Start of DATASET RECORDS

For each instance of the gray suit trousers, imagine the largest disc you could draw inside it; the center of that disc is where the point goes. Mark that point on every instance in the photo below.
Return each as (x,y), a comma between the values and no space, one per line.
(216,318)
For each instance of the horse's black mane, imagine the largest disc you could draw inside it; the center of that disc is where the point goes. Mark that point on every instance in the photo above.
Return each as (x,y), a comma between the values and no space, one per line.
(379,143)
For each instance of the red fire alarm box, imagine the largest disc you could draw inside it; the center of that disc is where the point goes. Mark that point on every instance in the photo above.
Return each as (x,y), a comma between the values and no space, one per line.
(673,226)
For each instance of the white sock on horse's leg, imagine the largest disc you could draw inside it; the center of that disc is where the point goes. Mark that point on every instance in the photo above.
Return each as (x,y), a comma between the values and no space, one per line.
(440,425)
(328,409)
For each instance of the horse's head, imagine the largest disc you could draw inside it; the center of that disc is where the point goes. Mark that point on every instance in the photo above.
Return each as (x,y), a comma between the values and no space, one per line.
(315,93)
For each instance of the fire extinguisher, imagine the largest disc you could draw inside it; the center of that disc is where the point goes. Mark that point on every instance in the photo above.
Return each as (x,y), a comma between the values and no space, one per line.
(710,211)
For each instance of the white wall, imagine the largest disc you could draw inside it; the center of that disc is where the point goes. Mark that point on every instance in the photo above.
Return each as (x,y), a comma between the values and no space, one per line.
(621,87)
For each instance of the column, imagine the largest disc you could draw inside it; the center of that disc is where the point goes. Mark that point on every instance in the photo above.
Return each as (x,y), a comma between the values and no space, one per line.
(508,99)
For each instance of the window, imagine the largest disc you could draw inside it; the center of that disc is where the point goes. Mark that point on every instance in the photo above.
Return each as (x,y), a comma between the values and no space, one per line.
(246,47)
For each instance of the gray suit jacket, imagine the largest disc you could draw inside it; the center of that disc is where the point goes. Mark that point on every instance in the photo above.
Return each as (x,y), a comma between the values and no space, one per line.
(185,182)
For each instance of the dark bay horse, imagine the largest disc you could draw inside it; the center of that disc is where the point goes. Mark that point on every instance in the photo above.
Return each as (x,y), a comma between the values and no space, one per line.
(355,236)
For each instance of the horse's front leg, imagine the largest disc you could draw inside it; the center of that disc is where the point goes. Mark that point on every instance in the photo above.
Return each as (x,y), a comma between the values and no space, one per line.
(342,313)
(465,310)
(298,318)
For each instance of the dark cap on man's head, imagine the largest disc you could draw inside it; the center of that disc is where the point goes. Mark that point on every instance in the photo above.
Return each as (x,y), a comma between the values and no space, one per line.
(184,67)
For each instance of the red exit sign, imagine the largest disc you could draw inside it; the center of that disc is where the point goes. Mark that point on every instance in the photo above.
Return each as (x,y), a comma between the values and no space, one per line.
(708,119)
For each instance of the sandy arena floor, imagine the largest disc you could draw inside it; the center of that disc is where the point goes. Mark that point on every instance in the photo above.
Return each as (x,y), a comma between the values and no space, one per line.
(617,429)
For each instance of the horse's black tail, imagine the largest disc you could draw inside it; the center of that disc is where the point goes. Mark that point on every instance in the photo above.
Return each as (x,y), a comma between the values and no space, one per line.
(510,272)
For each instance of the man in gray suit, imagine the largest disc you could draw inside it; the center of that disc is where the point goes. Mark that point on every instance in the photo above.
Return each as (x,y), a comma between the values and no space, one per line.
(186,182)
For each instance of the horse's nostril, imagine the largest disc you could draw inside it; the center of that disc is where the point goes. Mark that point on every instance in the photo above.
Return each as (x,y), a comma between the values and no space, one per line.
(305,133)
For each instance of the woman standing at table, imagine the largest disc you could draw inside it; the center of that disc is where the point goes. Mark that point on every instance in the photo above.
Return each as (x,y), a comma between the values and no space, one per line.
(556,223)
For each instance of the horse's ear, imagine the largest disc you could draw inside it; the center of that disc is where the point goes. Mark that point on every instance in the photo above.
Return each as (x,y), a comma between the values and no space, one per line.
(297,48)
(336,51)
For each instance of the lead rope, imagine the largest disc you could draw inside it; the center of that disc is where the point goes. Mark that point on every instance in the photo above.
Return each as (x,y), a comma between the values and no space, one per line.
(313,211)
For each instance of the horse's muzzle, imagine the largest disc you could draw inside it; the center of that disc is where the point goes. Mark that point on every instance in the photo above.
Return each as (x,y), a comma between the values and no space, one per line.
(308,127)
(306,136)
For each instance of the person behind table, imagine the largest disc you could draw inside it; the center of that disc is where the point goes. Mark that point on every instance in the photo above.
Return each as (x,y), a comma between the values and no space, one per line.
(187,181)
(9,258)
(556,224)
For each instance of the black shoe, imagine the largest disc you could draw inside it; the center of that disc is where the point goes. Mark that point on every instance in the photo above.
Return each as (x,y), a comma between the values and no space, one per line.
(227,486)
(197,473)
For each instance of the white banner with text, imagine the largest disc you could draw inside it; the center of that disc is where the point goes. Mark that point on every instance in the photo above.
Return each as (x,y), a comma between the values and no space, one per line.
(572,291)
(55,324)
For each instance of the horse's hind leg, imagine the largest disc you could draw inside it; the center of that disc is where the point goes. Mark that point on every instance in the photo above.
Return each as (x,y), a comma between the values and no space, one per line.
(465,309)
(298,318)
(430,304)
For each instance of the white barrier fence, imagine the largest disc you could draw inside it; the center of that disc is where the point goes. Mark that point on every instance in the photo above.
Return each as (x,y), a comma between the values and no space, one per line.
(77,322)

End of DATASET RECORDS

◆ EXERCISE AIM: Please reproduce every line of the material word for word.

◆ ANSWER TO THIS PROBLEM:
For each instance of the gray suit trousers, imagine the largest disc you could draw inside it; the center of that disc is where the point goes. Mark that point on every instance in the photo below.
Return each as (x,y), a comma between the values and no space, one per line.
(216,318)
For each instance of the horse's black mane, imagine the largest disc you could draw inside it; the center of that disc is where the point goes. Mark that point on every instance in the photo above.
Return each as (x,y), a comma between the values and no space, one per line.
(379,143)
For each instance of the red fire alarm box, imagine the largest disc you could draw inside it; the center of that disc is where the point goes. Mark that point on every instance in the photo above.
Return each as (x,y), a comma between the values and no space, one per line.
(673,226)
For each instance of the white sock on horse's leg, imagine the largest disc you could draw inside it; the center of that disc is where the point goes. Mark that point on every instance in the photo above.
Return each as (x,y), a comma between the values and no space, one per line.
(440,425)
(328,409)
For each instance of the horse's head, imagine the largest disc you could draw inside it; the center of that disc is where the point goes. Mark that point on every instance in the photo above.
Return each as (x,y), a comma between the values and no space, one per line.
(315,93)
For each instance of the fire extinguisher, imagine the largest disc you could draw inside it; the center of that disc is where the point goes. Mark that point on every instance in the photo above.
Return each as (x,y), a comma between the values and no space, one per line.
(710,211)
For each instance of the white wall, imagine the largest disc you could draw inside it; the center of that disc is where the point goes. Mark that point on every instance in the photo above.
Return each as (x,y), a comma between the values and no space, one per line.
(621,87)
For each instance of the column, imagine the largest disc you could draw inside it; the center of that disc is where the point goes. Mark that point on every instance in the photo above.
Return each as (x,y), a comma between the values and no space, one per line.
(508,99)
For each instance of the window, imagine the largest disc you could draw inside it; the center of that disc is where the point goes. Mark that point on every instance in the photo above.
Return each as (x,y), a comma between the values and no space, one per line.
(246,47)
For each instance of the gray suit jacket, imagine the largest disc you could draw inside it; the center of that disc is where the point goes. Mark that point on every instance in the photo above.
Return each as (x,y), a comma between the values and no space, one per line.
(185,182)
For each instance of the dark bay horse, imagine the largest disc you could draw inside it; the center of that disc is where the point goes. Mark that point on every instance in the photo above.
Return each as (x,y), a comma between the values and no space, one per line.
(355,236)
For each instance of the horse's front leg, imagine the largest disc you could draw inside it; the center of that disc is where the point goes. Mark that point on every instance in the photo above.
Return each as (x,y), a comma between the values and no space, one per line.
(342,313)
(465,310)
(298,318)
For each instance of the dark cap on man's head, imagine the largest disc you could draw inside it; the center of that disc is where the point goes. Mark that point on every instance in the photo above.
Return each as (x,y), a comma between the values and no space, one per line.
(184,67)
For each instance of the red exit sign, imagine the largest disc you could draw inside it; the center of that disc is where the point goes. Mark that point on every instance in the photo above.
Return each as (x,y), a comma between the values and no space, one per line.
(708,119)
For each instance of the sandy arena floor, imagine the largest disc you could draw inside it; the center of that disc is where the point goes. Mark that point on every instance in the photo above.
Return each as (x,y), a comma between the values and no space, one per line.
(617,429)
For each instance of the horse's black tail, imagine the largest disc you could draw inside it; the center of that disc is where the point goes. Mark that point on every instance in the photo above.
Return each as (x,y), a comma between the values and no space, one per line.
(510,272)
For each instance of the man in gray suit, imagine the largest disc you could draw inside it; the center of that disc is where the point goes. Mark that point on every instance in the photo above.
Return each as (x,y), a comma between the values and no space, one per line.
(186,182)
For each instance of the horse's nostril, imagine the largest disc you could draw inside it; the center of that disc is where the point goes. Mark that point on every instance in the photo above.
Return each as (x,y), a comma between the values and no space, one per line.
(305,133)
For each instance of the woman standing at table, imagine the largest disc you could draw inside it; the center of that disc is where the point goes. Mark that point on every instance in the photo above.
Return each as (x,y), a comma between the values and no space, one per line.
(556,223)
For each instance of the horse's ear, imagine the largest disc you could draw inside it; the center of that disc is where the point goes. Mark that point on every instance in the photo above.
Return each as (x,y), a comma between the values and no space, one per line.
(297,48)
(336,51)
For each instance of the lead rope, imagine the largest disc you could draw inside it; the center of that disc is where the point goes. Mark that point on every instance in the photo above.
Return each as (x,y), a comma between the values and no space, one per line.
(313,211)
For each instance of the horse's muzzle, imagine the largest disc you could draw inside it; the center of that disc is where the point goes. Mark that point on every instance in the photo above.
Return each as (x,y), a comma between the values and no space, one per line.
(308,127)
(306,136)
For each instance of the person behind table, imagine the largest disc you could draw inside it; the center of that disc is where the point goes. Mark that point on every instance in the photo above.
Return each as (x,y), a comma between the values and no space, one per line.
(187,181)
(9,258)
(556,224)
For each instance of the black shoe, imagine the largest disc you could draw inside it; the center of that disc is where the point goes. Mark that point on every instance in the photo above.
Return each as (x,y), a comma between the values and no space, one per line.
(227,486)
(197,473)
For each instance of the white banner with text, imagine the largest disc you could draw inside it; the center of that disc is where the point goes. Mark that point on every instance in the photo above.
Return each as (x,y), a comma between the values and no space, one per line.
(572,291)
(55,324)
For each instance of the horse's hind leg, imagine the largest disc you could draw inside it; the center of that disc is where the point goes. Mark that point on every instance in the photo above.
Return each as (x,y), a comma between the values and no space, one per line.
(465,309)
(298,318)
(430,304)
For each instance of the white barrier fence, imagine the largest disc you could draw inside it; the center of that disc is where the point goes. Mark that point on every instance in the photo above.
Return each as (x,y), a comma between the values and no space, one per line.
(77,322)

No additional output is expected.